### PROBLEM REQUIREMENTS
Transcribe every entry word for word. Skip the pictures.

** begin THE INPUT **

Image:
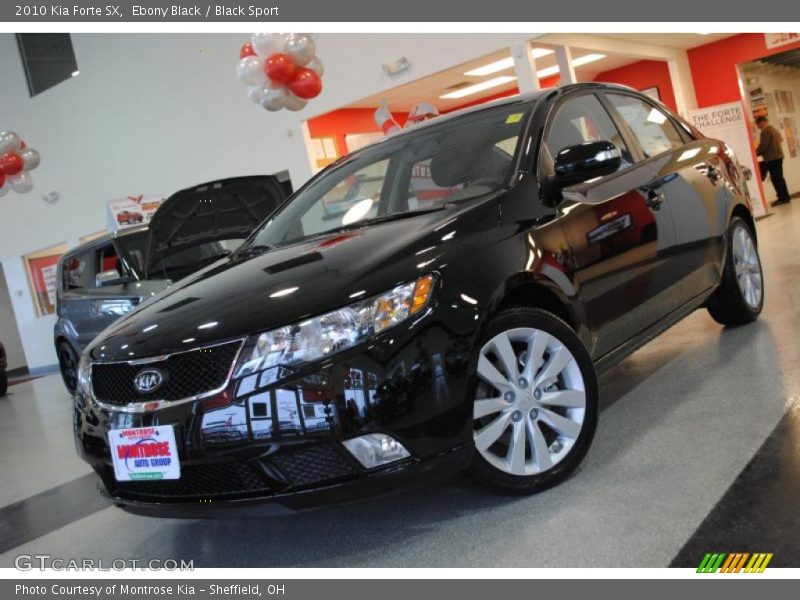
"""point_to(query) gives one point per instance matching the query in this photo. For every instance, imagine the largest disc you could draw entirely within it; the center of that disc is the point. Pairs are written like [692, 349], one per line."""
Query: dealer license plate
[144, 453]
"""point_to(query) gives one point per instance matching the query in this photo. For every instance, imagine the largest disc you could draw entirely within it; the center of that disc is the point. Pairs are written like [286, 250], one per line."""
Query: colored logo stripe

** end THE INPUT **

### RIGHT ANSWER
Image:
"""point_to(query) gives one point per instance matching the query in this photo. For every instance, imagine the largest disc you could draw entirely within it; the center of that disc is the point. Pairs are written like [692, 349], one per line."""
Query: dealer license plate
[144, 453]
"""point_to(query) gives one point per instance matching the query in this photo. For every instance, imagine the largest disc you could draw entirely within it; the center of that disc is the point. Pairs are written like [286, 250], one per line."""
Query: colored logo stripe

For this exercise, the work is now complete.